What the exercise asks |
Return every row below verbatim, leaving out the pictures.

Task input |
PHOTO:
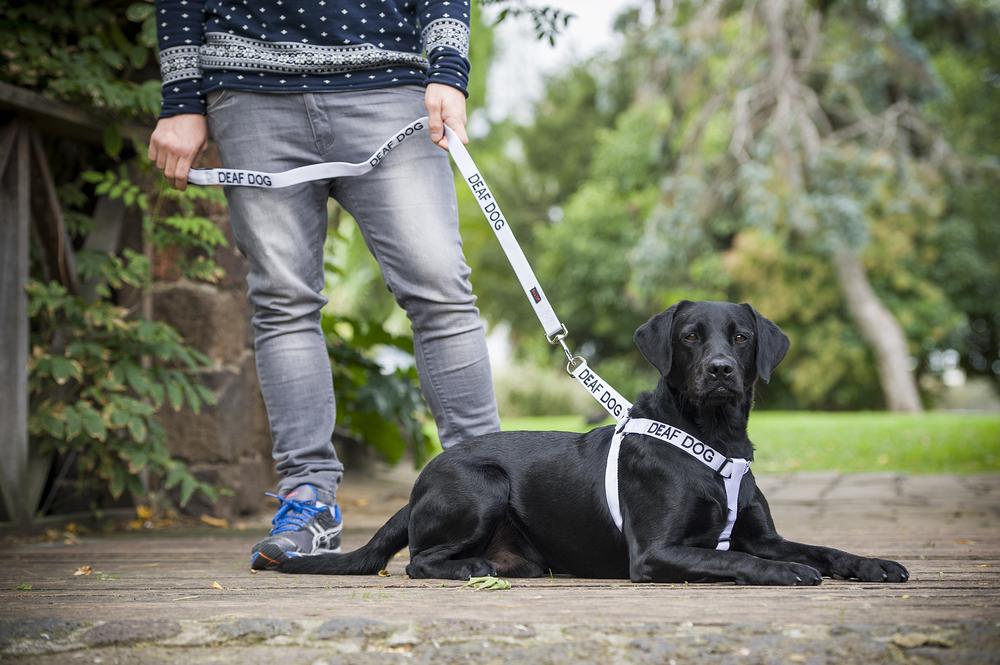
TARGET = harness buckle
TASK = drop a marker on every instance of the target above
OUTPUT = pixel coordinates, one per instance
(557, 336)
(726, 470)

Correct response |
PHOTO:
TARGET = harness buckle
TASK = drop a marker on every instance of the target above
OUTPUT = pixel coordinates, one per instance
(557, 336)
(726, 470)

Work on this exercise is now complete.